WHAT YOU NEED TO DO
Could you write out all the rows below again, substituting "evaluation sheet" for every "benchmark card" and changing nothing else? Leave the pictures out.

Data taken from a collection
================================
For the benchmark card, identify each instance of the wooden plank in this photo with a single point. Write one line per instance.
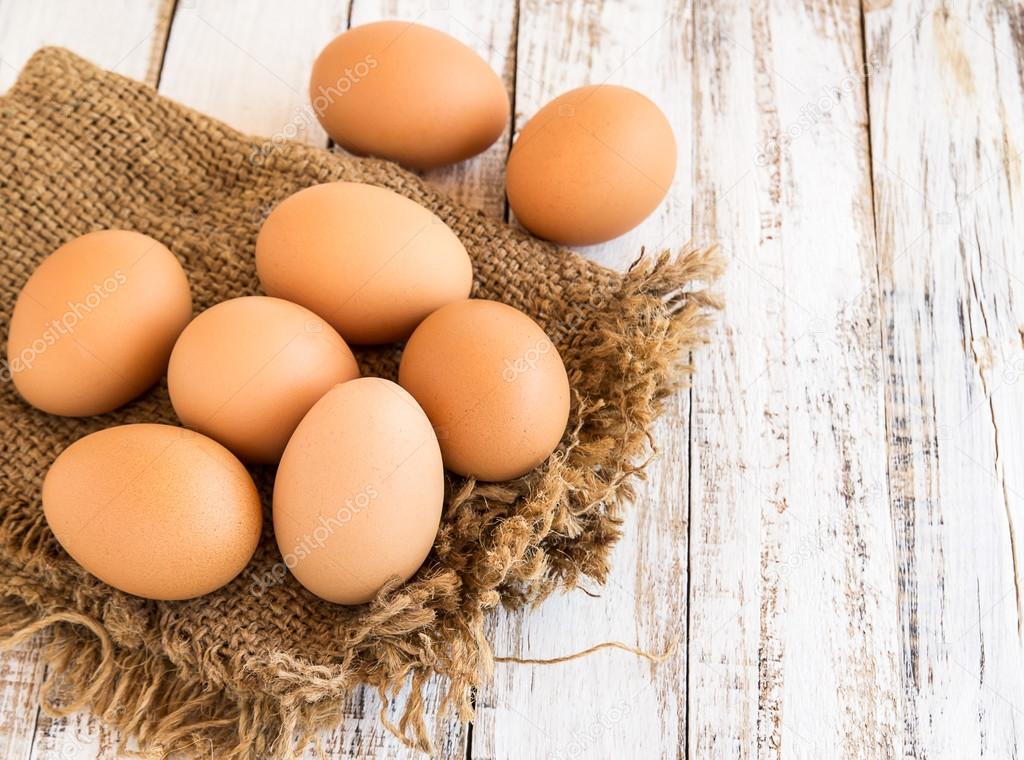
(215, 45)
(126, 36)
(251, 69)
(22, 672)
(794, 647)
(489, 30)
(947, 130)
(610, 704)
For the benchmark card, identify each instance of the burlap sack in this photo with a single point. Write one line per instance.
(256, 668)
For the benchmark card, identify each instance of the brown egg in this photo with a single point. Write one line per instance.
(154, 510)
(358, 494)
(94, 325)
(368, 260)
(407, 92)
(246, 371)
(492, 383)
(591, 165)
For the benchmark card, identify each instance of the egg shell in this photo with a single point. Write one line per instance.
(358, 493)
(247, 370)
(591, 165)
(408, 92)
(94, 325)
(492, 383)
(371, 262)
(154, 510)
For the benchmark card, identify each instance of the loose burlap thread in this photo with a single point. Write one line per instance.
(256, 669)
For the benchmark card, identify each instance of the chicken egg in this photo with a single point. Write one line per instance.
(94, 325)
(154, 510)
(493, 385)
(358, 494)
(246, 371)
(591, 165)
(408, 92)
(370, 261)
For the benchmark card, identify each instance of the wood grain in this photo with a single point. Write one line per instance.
(793, 647)
(609, 704)
(833, 531)
(489, 29)
(947, 129)
(126, 36)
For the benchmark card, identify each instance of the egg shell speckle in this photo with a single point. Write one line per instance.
(154, 510)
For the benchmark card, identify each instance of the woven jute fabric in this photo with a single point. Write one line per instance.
(255, 669)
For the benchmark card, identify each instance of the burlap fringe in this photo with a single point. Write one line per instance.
(659, 321)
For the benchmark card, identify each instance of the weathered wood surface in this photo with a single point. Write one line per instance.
(834, 528)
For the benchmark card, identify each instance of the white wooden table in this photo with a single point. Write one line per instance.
(834, 526)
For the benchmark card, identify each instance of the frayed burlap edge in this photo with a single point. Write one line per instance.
(653, 325)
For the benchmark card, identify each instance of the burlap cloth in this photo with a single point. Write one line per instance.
(254, 669)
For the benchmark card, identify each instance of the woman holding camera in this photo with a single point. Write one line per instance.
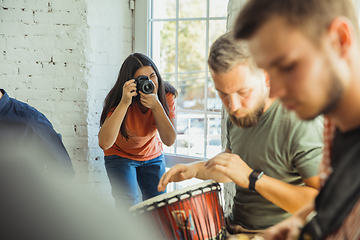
(134, 125)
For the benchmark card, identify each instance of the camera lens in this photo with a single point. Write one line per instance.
(148, 87)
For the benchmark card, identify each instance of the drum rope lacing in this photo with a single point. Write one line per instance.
(191, 224)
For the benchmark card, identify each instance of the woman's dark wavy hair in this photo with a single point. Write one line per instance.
(127, 72)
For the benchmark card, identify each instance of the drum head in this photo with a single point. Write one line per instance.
(183, 193)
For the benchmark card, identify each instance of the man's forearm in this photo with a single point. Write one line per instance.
(289, 197)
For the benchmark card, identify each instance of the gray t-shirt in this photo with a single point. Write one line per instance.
(282, 146)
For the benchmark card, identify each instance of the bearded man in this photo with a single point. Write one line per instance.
(270, 154)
================================
EXERCISE RESPONSE
For the evaluation sheet, identify each instance of the wooden plank in this photo with a single point. Write one line per instance.
(215, 45)
(126, 36)
(251, 69)
(22, 672)
(794, 647)
(489, 30)
(947, 130)
(610, 704)
For the evaluation sheet, identify each instance of the burlap sack in this photo with a single point. Write one line per instance.
(256, 668)
For the evaluation sheet, identify each instance of the brown egg in this photo with a single point. Write one line per instance.
(154, 510)
(358, 494)
(94, 325)
(368, 260)
(407, 92)
(246, 371)
(492, 383)
(591, 165)
For the evaluation sheet, identify each instance of the egg shell in this photo with a single point. Write one line per instance.
(358, 493)
(247, 370)
(591, 165)
(408, 92)
(94, 325)
(492, 383)
(371, 262)
(154, 510)
For the evaluation sheet, identify each instance of the loose burlap thread in this photo with a single point. Write one line per instance.
(256, 669)
For the evaluation sheet, identify each instance of the chicken egg in this photo with a single point. Write one line per instance.
(94, 325)
(154, 510)
(493, 385)
(358, 494)
(246, 371)
(591, 165)
(408, 92)
(370, 261)
For the evaluation sheet, identify each instance of the wood grain in this photo with a single point. Write one line per instance.
(793, 647)
(609, 704)
(833, 531)
(489, 29)
(947, 129)
(126, 36)
For the evaluation sheet, identify each instance of the egg shell speckle in this photo with a single point. Write one line per instance.
(154, 510)
For the evaluation sheet, identify each instance of the woven jute fabric in this photo with a single point. Write one line per instance.
(255, 669)
For the evaluation sheet, identify each instance of the burlap fringe in this photo with a single point. Write one line per instance.
(659, 321)
For the evaluation sheet, identify each instance of the weathered wood surface in this photo with a single point. Write one line per instance.
(834, 528)
For the evaluation sheet, identify each instance of the white wooden table in this photo with a single point. Write one line per instance.
(834, 526)
For the evaluation sheet, identify each instance of the frayed burlap edge in this photo with a single point. Write one line per instance.
(653, 325)
For the evaluation sheet, identify each instance of the burlap cloth in this photo with a single point. Write one line per instance.
(254, 669)
For the evaluation sheet, identify each instance of the woman holding camera in this photo with a single point. Write one line per instance.
(134, 125)
For the evaluation sheet, identify each instance of the camera lens in this photo with a single point. Write one line per instance.
(148, 87)
For the evaluation sheet, identify each instance of the drum rope lacing in this photo with a single point. Write one line per instance.
(191, 224)
For the evaluation sheet, identify each instance of the woman's dark wavy hair in this photo with a single point. Write one line per instance.
(127, 72)
For the evaluation sheet, identify each instance of the drum head in this photo with a single point. Write one line per instance.
(183, 193)
For the evaluation sheet, identify each instance of the man's forearm in this photo with a single point. Write one line per instance.
(289, 197)
For the evaluation sheet, identify each instance of the gray t-shirt in this photo with a single point. Write one line per instance.
(282, 146)
For the evaluation sheet, identify each instance of the bearded man in this photo with a single point. Write one line per instance.
(270, 154)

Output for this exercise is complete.